• TASK OBJECTIVE
Would you copy the lines below exactly and omit the images?

• TASK INPUT

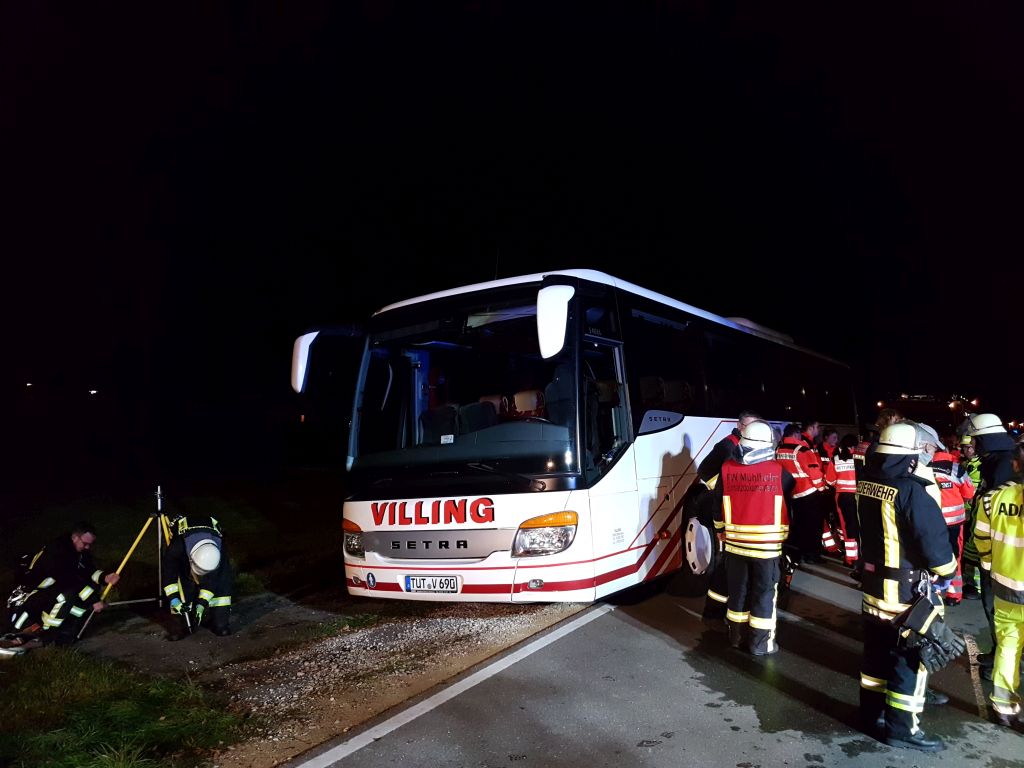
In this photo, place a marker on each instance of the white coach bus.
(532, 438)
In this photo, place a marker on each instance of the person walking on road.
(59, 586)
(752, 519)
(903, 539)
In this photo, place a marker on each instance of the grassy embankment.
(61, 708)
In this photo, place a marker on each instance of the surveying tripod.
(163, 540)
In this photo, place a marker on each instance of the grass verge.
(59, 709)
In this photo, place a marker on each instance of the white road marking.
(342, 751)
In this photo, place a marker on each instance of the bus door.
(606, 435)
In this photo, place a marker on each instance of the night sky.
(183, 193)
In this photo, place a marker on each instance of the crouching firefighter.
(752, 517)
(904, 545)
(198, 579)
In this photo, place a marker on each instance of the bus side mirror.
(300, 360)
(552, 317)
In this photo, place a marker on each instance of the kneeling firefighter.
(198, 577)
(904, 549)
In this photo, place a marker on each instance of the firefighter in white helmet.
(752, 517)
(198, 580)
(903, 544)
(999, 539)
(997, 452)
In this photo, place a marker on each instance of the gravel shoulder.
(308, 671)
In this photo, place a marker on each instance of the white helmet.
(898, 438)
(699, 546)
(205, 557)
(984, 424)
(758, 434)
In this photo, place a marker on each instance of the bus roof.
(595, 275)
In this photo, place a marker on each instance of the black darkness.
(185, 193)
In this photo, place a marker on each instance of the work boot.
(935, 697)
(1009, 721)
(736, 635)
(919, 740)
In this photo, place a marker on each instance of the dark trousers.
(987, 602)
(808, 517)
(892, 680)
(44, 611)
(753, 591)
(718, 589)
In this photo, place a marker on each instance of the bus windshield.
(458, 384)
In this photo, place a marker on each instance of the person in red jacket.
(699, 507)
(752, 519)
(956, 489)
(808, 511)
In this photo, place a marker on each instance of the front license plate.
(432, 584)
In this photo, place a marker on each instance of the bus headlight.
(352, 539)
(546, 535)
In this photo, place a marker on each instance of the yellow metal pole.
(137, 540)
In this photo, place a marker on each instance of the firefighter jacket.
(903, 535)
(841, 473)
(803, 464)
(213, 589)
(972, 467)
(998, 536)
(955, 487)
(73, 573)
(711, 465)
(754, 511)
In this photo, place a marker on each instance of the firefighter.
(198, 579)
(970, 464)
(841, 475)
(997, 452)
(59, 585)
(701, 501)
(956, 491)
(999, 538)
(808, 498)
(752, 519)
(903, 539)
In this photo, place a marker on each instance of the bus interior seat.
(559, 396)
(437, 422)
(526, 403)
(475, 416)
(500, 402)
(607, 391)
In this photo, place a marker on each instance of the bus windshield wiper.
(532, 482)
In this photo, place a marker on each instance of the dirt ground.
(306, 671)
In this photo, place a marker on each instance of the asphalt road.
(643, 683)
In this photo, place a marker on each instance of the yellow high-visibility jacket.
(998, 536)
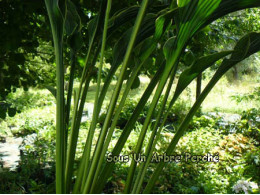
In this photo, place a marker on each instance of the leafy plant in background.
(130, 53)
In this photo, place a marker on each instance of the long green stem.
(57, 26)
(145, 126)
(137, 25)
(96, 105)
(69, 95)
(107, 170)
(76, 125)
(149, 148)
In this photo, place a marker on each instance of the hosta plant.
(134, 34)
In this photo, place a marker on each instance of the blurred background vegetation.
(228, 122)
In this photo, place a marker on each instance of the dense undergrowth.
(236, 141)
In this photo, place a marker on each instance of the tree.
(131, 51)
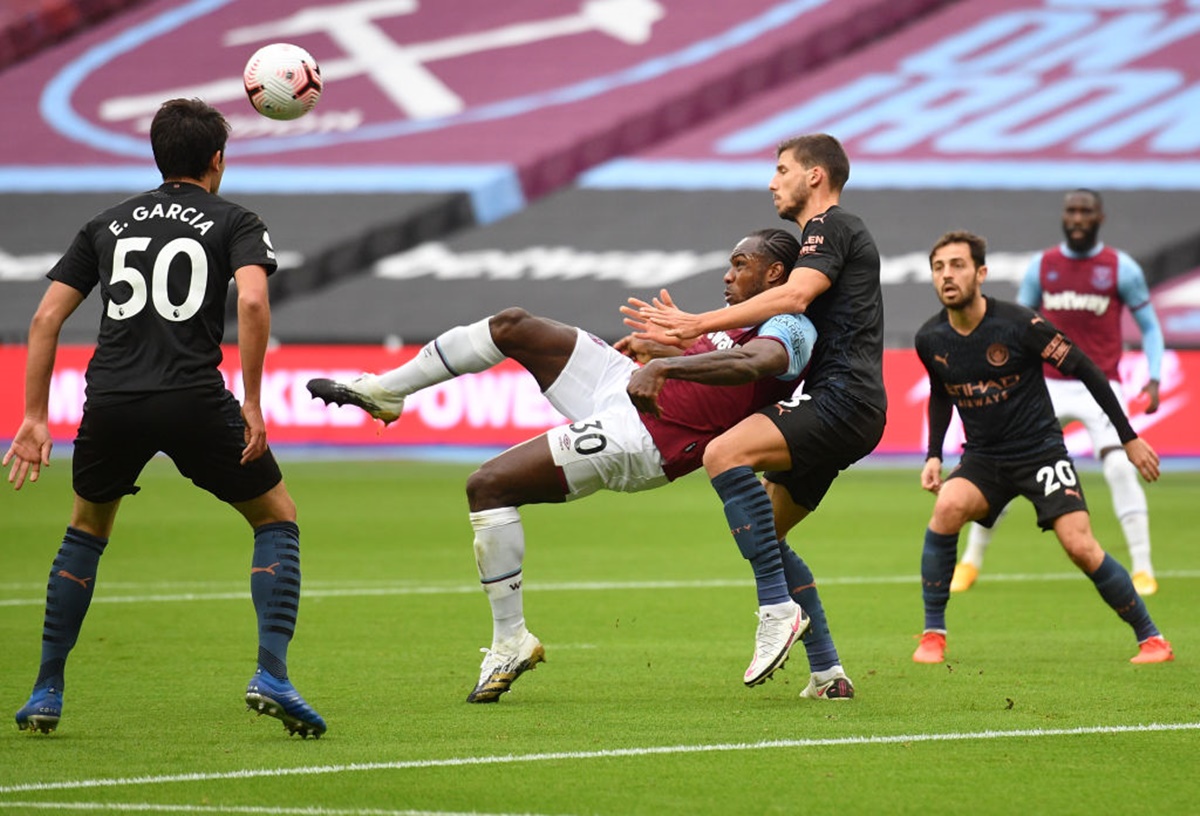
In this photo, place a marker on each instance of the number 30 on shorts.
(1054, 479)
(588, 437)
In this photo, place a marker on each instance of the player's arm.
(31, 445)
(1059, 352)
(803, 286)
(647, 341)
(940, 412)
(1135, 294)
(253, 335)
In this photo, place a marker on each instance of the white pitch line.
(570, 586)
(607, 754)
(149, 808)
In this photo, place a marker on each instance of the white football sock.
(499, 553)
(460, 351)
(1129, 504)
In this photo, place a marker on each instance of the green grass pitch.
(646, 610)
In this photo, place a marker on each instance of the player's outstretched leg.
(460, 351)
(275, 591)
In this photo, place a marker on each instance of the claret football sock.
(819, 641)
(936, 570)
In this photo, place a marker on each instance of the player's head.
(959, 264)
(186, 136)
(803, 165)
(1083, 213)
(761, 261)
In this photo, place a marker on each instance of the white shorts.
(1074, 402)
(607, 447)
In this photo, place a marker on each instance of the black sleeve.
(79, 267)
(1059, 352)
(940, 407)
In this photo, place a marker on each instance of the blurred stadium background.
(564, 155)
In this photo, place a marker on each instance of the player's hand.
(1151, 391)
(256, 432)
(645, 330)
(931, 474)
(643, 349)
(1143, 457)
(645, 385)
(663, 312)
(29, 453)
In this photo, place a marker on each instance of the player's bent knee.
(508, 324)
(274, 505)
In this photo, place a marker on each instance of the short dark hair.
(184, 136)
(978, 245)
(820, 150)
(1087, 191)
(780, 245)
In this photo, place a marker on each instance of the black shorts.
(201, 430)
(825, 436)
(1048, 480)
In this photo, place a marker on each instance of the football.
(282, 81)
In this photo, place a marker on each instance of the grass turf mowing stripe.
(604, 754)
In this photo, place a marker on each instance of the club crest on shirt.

• SOLUTION FOR THIS TASK
In this photo, place a marker on each instance of the white coach bus.
(532, 438)
In this photo, place a marker on each instance of the person walking on road.
(59, 586)
(752, 519)
(903, 539)
In this photo, place a marker on each instance of the grassy embankment.
(61, 708)
In this photo, place a marker on each instance of the surveying tripod.
(163, 540)
In this photo, place a marker on each instance of the grass verge.
(59, 709)
In this photo, place a marker on each instance of the white road marking.
(342, 751)
In this photo, place a marker on each instance of the bus door.
(606, 435)
In this photo, place a marker on each instance of the night sky.
(183, 193)
In this photo, place a marker on each instance of the crouching firefighter.
(752, 517)
(904, 545)
(198, 579)
In this photo, place a marker on each instance of the bus side mirror.
(300, 360)
(552, 317)
In this photo, place a marker on each instance of the kneeling firefighter.
(198, 577)
(904, 549)
In this photo, place a marker on each instance of the firefighter in white helmet.
(752, 517)
(198, 580)
(903, 544)
(999, 539)
(997, 452)
In this photo, place a marker on each instance of the gravel shoulder.
(308, 671)
In this photo, place a marker on each instance of the white helmet.
(898, 438)
(699, 546)
(205, 557)
(984, 424)
(758, 434)
In this photo, place a marker on each instance of the bus roof.
(595, 275)
In this photo, place a marker on each instance of the black darkness.
(185, 193)
In this photo, place a marker on each instance of the work boot.
(935, 697)
(1009, 721)
(736, 635)
(919, 740)
In this photo, place a marker on each instance of the dark trousers.
(987, 602)
(808, 517)
(892, 680)
(44, 611)
(753, 591)
(718, 589)
In this photo, place a marker on each instance of the bus windshield.
(458, 384)
In this photo, place a marker on each instance of the person in red jacket.
(699, 507)
(752, 519)
(956, 489)
(808, 511)
In this photo, place a marker on each instance of the front license plate.
(432, 584)
In this photo, place a marker on each instance of the bus headlight.
(352, 539)
(546, 535)
In this photo, place a marker on each instance of the yellow metal pole.
(137, 540)
In this photo, place a marker on each instance of the firefighter jacket.
(903, 535)
(841, 473)
(803, 464)
(213, 589)
(972, 467)
(998, 536)
(955, 487)
(73, 573)
(711, 465)
(754, 511)
In this photo, place a marker on each instance of the firefighter.
(198, 579)
(970, 464)
(841, 475)
(997, 452)
(59, 585)
(701, 501)
(956, 491)
(999, 538)
(808, 498)
(752, 519)
(903, 539)
In this photo, place a marker on each instance of the bus interior seat.
(559, 396)
(437, 422)
(526, 403)
(475, 416)
(500, 402)
(607, 391)
In this photo, place a marker on each instance of the bus windshield wiper.
(532, 482)
In this photo, place a marker on each instance of the dirt ground.
(306, 671)
In this photo, place a marker on each instance of the asphalt road.
(643, 683)
In this photo, place a marker on each instance of the yellow high-visibility jacket.
(998, 536)
In this photo, place a marker on each instance of the leafy plant in background.
(130, 53)
In this photo, place a marker on each instance of the long green stem.
(57, 26)
(145, 126)
(137, 25)
(96, 105)
(69, 95)
(107, 170)
(76, 125)
(149, 148)
In this photo, place a marker on each instance of the hosta plant.
(134, 34)
In this photo, place a marker on each instance of the blurred background vegetation.
(228, 122)
In this photo, place a marker on each instance of the dense undergrowth.
(236, 141)
In this photo, place a marker on each instance of the tree.
(131, 51)
In this photo, place a marker on each instance of the number 30 on shorts.
(1054, 479)
(588, 437)
In this photo, place a marker on each instance of the player's arm.
(31, 445)
(1059, 352)
(803, 286)
(647, 341)
(940, 412)
(1135, 294)
(253, 335)
In this photo, place a marker on each instance of the white pitch line.
(570, 586)
(607, 754)
(149, 808)
In this photo, place a marker on each instance of the white football sock.
(499, 553)
(460, 351)
(1129, 504)
In this photo, place a marker on each instance of the green grass pitch.
(646, 610)
In this photo, place a marker on each instance of the player's outstretched leg.
(460, 351)
(275, 591)
In this photo, place a marker on each instance of the claret football sock.
(819, 641)
(936, 570)
In this photo, place a marker on each instance of the player's head.
(959, 264)
(186, 136)
(803, 165)
(1083, 213)
(761, 261)
In this photo, place a marker on each instance of the white shorts.
(1074, 402)
(607, 447)
In this photo, place a marker on each instance of the black sleeve.
(79, 267)
(1059, 352)
(940, 407)
In this photo, place a marker on each instance of the blurred stadium background.
(564, 155)
In this photo, place a marker on each instance of the player's hand.
(1151, 391)
(256, 432)
(645, 330)
(931, 474)
(643, 349)
(1143, 457)
(645, 385)
(663, 312)
(29, 453)
In this photo, place a marker on each instance of the player's bent knee.
(508, 324)
(274, 505)
In this photo, place a marker on each instance of the short dark hair.
(184, 136)
(978, 245)
(820, 150)
(1087, 191)
(780, 245)
In this photo, place a marker on each instance of the black shorts.
(201, 430)
(825, 436)
(1048, 480)
In this photo, place a marker on each instance of the football.
(282, 81)
In this photo, place a marker on each instance of the grass turf mowing stripe.
(604, 754)
In this photo, place a marker on each instance of the club crest on shirt.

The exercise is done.